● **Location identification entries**

◆ ◆ ◆

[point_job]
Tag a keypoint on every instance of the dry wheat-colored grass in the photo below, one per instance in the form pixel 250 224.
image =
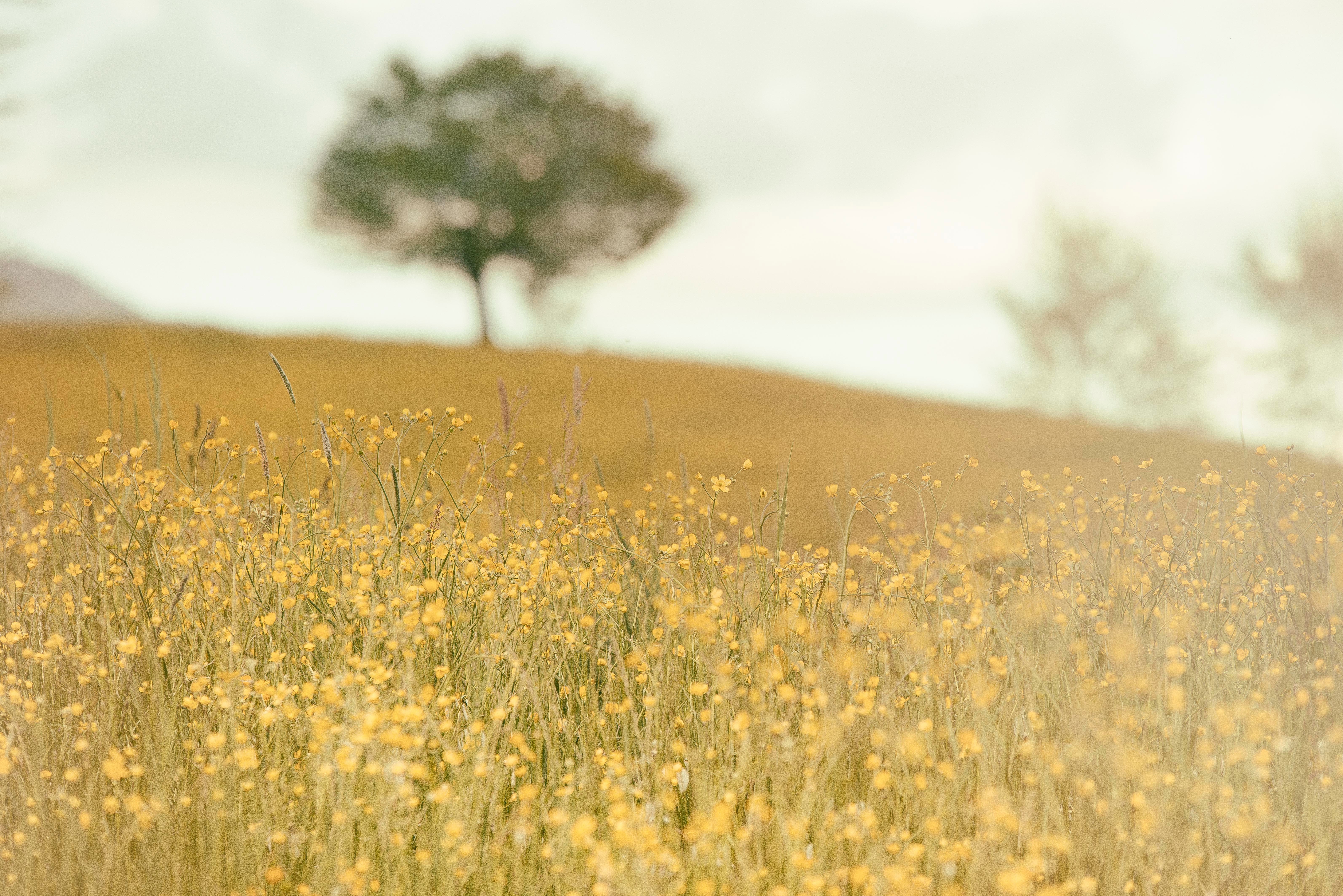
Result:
pixel 375 664
pixel 711 416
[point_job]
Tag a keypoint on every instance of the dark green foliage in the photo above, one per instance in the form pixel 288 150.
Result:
pixel 498 159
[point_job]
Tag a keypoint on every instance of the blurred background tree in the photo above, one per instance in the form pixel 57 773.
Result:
pixel 1098 336
pixel 1303 293
pixel 498 159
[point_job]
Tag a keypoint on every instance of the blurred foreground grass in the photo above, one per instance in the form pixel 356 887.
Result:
pixel 385 672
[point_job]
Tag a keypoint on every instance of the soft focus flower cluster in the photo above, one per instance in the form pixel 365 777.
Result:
pixel 335 666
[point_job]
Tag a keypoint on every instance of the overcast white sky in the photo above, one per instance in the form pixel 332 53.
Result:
pixel 865 174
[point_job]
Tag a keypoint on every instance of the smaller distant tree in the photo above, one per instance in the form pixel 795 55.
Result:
pixel 1098 338
pixel 1303 295
pixel 498 159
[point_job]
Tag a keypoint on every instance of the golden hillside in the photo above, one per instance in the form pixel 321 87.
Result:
pixel 715 416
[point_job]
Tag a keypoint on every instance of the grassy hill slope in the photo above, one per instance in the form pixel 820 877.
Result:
pixel 715 416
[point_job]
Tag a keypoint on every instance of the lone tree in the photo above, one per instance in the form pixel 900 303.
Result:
pixel 1099 338
pixel 1305 297
pixel 498 159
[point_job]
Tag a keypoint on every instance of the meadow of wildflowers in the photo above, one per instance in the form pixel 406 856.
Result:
pixel 336 662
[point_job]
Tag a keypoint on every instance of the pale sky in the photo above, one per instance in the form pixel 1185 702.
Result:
pixel 865 174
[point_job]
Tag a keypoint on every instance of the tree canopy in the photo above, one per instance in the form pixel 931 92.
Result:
pixel 498 159
pixel 1303 293
pixel 1099 338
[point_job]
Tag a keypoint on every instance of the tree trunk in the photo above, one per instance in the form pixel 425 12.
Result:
pixel 481 311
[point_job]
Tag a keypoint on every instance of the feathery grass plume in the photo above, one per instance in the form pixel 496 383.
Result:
pixel 558 695
pixel 261 449
pixel 504 410
pixel 578 394
pixel 210 433
pixel 327 445
pixel 288 387
pixel 433 524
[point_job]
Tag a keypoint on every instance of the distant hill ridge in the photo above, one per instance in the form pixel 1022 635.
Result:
pixel 35 295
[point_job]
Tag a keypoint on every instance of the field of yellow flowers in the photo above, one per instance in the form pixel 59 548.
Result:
pixel 343 662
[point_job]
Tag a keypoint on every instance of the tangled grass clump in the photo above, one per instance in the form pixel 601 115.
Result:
pixel 363 672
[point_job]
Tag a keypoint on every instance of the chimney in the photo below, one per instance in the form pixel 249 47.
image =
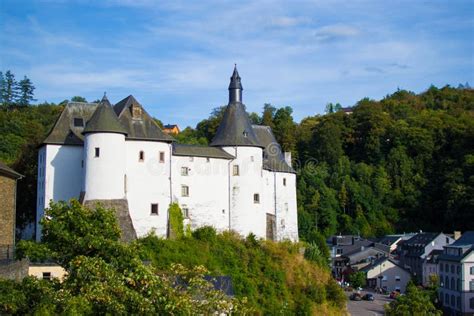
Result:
pixel 288 157
pixel 457 234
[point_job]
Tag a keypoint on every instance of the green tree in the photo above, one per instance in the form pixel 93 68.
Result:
pixel 26 92
pixel 414 302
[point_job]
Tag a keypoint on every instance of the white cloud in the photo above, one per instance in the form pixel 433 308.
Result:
pixel 335 31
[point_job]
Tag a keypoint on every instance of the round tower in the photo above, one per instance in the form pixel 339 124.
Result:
pixel 236 136
pixel 104 155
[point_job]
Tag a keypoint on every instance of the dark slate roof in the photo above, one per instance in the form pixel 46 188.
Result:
pixel 9 172
pixel 381 260
pixel 235 128
pixel 143 128
pixel 200 151
pixel 389 240
pixel 465 240
pixel 104 119
pixel 273 158
pixel 235 82
pixel 64 132
pixel 421 239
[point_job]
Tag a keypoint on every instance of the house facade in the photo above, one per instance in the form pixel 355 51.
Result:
pixel 456 274
pixel 118 156
pixel 387 274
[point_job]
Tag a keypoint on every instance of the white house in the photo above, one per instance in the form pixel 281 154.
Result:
pixel 117 155
pixel 456 275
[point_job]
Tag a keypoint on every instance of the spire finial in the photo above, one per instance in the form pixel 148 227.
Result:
pixel 235 87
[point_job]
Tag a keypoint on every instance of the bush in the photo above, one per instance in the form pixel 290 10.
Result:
pixel 206 233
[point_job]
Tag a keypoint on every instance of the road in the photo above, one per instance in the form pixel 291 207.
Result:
pixel 365 308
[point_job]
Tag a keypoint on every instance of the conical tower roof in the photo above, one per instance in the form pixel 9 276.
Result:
pixel 104 120
pixel 235 128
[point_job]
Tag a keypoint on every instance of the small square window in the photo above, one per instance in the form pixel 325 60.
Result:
pixel 235 170
pixel 154 209
pixel 256 198
pixel 78 122
pixel 184 171
pixel 184 190
pixel 46 275
pixel 185 212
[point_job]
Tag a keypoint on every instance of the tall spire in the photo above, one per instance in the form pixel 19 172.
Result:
pixel 235 87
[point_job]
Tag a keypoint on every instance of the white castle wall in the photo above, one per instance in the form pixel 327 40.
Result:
pixel 104 175
pixel 247 216
pixel 148 182
pixel 208 200
pixel 59 176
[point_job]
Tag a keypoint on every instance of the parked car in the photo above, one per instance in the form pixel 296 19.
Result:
pixel 368 297
pixel 355 297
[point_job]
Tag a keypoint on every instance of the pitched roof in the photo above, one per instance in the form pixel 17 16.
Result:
pixel 200 151
pixel 421 239
pixel 9 172
pixel 64 131
pixel 465 240
pixel 142 128
pixel 273 158
pixel 235 128
pixel 104 119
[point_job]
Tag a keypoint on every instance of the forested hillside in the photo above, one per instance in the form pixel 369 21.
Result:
pixel 389 166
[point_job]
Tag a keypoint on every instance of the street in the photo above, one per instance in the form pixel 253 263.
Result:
pixel 364 308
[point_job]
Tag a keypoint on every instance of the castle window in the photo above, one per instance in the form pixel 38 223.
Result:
pixel 154 209
pixel 256 198
pixel 184 171
pixel 185 212
pixel 184 190
pixel 235 170
pixel 78 122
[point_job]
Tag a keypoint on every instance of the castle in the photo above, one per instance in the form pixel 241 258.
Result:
pixel 118 155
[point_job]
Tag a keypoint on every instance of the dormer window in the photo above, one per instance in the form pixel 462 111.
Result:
pixel 136 111
pixel 78 122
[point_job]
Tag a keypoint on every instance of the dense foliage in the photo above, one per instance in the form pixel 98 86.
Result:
pixel 105 276
pixel 273 276
pixel 415 302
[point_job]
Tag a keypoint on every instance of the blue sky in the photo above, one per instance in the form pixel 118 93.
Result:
pixel 176 57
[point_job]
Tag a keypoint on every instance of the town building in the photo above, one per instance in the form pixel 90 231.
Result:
pixel 8 182
pixel 456 275
pixel 172 129
pixel 118 156
pixel 415 250
pixel 387 274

◆ ◆ ◆

● **Set task**
Pull out every line of the items above that contains the word "foliage", matching case exactly.

● **The result**
Tag a keypoint on every instance of the dark green foliage in the photo above, one per instance in the form pixel 288 150.
Tag a keypoint on every instance of the dense foliage in the photo above, one per instance in the form pixel 98 86.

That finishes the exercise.